[start of EXCERPT TO READ]
Triangle history teachers keeps Holocaust survivor’s story alive

“Keep telling my story,” Abe Piasek, a Holocaust survivor, told his friend Steve Goldberg, a Triangle school teacher, in January 2020, shortly before he died. It was a charge Goldberg would take to heart in ways that sometimes seem surprising even to himself. 

Piasek was 91 years old and under hospice care. He and Goldberg had met two years earlier when Goldberg, then a U.S. history teacher at Research Triangle High School, introduced Piasek as a speaker to four classes of students in the school’s black box theater. Piasek spoke to the students for 45 minutes each, and made an impression on them—and on Goldberg.

Holocaust survivor Abe Piasek Credit: Courtesy photo

Piasek had been speaking to communities across the state after moving to North Carolina in 2009, and Goldberg had looked him up and sent information out to the school community about him; the school principal asked Goldberg to introduce Piasek to the students as a speaker. 

“I just was taken by his personality, his energy,” Goldberg recalls of meeting Piasek for the first time. “There was something about him reminding me a little bit of my grandfather.”

Feeling that 45 minutes wasn’t enough time to fully understand his life story, Goldberg interviewed Piasek at his home in Raleigh, where they spoke for more than two hours. 

Piasek told Goldberg about his life in Bialobrzegi, Poland where he lived with his parents and younger sister. He was 11 when the Nazis invaded, and 13 when he was separated from his family. He never saw them again. Piasek worked in three slave camps from 1942 to 1945, including Auschwitz in 1944.
[end of EXCERPT TO READ]
TASKS TO CARRY OUT =
- a) In the article about Abe Piasek, at what age was he separated from his family?
- b) Continue the article about Abe Piasek from where it stops.
[start of DATA LISTING]
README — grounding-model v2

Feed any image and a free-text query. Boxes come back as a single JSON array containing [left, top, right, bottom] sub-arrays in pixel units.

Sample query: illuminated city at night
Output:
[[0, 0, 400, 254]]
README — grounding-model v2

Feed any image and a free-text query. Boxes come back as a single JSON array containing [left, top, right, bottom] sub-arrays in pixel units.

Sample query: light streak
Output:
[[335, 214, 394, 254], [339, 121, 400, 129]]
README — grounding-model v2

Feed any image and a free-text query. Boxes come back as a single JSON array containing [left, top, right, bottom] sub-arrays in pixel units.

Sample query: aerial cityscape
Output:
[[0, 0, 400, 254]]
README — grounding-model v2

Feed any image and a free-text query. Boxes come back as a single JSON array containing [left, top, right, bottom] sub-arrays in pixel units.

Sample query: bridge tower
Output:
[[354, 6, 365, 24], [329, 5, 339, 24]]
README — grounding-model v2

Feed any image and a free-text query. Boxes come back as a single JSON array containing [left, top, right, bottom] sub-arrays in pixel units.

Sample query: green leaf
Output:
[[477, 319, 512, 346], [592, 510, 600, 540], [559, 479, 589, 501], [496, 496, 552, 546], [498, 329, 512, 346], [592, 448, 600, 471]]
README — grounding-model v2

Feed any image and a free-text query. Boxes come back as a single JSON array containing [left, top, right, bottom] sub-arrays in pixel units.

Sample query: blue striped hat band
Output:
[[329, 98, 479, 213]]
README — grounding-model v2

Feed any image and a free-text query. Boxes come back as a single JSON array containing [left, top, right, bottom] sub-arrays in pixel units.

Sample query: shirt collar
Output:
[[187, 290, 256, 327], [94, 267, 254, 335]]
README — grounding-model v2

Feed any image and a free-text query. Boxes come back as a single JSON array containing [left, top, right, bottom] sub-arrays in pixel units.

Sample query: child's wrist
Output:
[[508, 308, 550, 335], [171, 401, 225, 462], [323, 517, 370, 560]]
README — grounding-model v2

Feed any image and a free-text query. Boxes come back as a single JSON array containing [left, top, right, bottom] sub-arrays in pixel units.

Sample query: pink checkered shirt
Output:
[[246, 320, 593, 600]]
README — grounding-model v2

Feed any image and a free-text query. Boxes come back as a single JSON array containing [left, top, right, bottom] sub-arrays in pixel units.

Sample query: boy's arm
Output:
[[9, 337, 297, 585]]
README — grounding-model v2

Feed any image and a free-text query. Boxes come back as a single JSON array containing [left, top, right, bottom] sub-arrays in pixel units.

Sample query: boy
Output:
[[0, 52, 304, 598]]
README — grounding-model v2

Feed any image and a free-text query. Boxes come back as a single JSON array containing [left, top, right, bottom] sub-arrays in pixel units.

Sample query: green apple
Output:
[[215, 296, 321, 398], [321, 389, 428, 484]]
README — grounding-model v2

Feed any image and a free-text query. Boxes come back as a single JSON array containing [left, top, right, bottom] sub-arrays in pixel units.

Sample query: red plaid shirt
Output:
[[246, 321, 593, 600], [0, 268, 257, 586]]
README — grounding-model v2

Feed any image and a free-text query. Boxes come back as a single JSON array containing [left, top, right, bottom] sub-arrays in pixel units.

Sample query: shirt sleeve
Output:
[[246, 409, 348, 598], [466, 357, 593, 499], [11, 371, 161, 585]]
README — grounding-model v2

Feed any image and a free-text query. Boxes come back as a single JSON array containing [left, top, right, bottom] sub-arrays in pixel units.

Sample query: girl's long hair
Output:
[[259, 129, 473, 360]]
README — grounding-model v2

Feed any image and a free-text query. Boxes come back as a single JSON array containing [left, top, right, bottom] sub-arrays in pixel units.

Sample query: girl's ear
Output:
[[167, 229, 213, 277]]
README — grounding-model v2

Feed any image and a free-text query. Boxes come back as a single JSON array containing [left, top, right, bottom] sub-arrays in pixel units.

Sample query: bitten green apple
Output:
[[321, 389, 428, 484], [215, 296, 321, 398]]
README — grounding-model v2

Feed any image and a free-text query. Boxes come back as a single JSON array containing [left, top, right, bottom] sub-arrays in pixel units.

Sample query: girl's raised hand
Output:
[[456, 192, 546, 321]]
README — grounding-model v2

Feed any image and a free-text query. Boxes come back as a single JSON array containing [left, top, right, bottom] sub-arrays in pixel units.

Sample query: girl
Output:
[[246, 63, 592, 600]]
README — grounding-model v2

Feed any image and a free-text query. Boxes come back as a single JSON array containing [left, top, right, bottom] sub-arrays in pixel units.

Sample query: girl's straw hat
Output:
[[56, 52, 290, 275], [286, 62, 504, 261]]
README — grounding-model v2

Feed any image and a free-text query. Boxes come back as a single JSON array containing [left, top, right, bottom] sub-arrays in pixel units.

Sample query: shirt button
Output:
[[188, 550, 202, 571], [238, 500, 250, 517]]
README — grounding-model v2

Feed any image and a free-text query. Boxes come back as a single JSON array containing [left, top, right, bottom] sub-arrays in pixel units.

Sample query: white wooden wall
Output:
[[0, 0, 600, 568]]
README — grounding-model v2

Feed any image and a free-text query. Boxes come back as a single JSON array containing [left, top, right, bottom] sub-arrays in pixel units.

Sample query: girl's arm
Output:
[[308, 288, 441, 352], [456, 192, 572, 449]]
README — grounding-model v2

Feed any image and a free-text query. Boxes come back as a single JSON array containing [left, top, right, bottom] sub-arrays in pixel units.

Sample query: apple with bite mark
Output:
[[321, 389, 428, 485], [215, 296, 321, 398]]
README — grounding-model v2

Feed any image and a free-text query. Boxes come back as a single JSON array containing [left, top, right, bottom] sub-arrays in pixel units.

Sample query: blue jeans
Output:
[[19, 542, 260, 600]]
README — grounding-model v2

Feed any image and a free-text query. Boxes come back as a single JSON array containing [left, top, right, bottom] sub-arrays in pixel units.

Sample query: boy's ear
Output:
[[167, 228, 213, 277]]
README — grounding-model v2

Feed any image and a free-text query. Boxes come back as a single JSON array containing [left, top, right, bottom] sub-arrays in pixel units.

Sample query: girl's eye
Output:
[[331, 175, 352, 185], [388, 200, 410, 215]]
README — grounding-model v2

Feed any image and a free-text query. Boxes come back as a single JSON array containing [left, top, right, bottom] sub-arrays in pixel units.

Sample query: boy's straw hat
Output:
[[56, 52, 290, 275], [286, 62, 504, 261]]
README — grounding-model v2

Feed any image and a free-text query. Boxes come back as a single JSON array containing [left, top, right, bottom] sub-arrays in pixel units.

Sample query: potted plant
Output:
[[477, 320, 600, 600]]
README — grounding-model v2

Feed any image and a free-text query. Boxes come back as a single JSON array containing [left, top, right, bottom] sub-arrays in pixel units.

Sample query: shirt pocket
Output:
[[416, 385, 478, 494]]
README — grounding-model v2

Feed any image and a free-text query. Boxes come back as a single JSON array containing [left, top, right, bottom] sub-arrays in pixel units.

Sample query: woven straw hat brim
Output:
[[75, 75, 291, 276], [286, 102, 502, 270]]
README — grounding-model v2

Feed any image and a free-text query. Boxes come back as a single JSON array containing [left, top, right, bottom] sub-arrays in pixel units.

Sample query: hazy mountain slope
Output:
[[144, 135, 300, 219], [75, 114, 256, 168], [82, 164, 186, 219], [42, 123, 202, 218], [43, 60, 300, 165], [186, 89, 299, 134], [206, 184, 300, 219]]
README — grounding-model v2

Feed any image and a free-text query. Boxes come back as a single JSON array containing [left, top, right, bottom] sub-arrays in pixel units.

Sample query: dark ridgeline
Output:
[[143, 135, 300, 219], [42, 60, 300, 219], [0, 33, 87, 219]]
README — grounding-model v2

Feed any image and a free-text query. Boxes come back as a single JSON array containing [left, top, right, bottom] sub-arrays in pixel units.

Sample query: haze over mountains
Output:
[end of DATA LISTING]
ANSWERS PER TASK =
- a) He was 13.

- b)
Credit: Courtesy of Abe Piasek’s family

Piasek was liberated from a cattle car in April 1945, at age 16, and came to the United States in 1947. He worked as a baker and lived in Connecticut, California, Florida, and finally, North Carolina, where he moved with his wife, Shirley, to be close to his daughter, Pam (Piasek also has a son, Joe, who lives in New York). It wasn’t until much later in his life that Piasek began talking about his experience during the Holocaust, after agreeing to an interview with the Shoah Foundation.

Abe Piasek and his wife, Shirley Credit: Courtesy of the Piasek family

On the day they spoke at Piasek’s house, Goldberg mentioned he was traveling with his class to the Holocaust Museum in Washington, D.C. Piasek, who had never visited the museum before, offered to accompany the students, and two of his own great granddaughters, on the trip. At the museum, Piasek wanted to see a cattle car on exhibit on the third floor; when he got there, he stood in the cattle car and narrated his liberation from a similar container decades earlier.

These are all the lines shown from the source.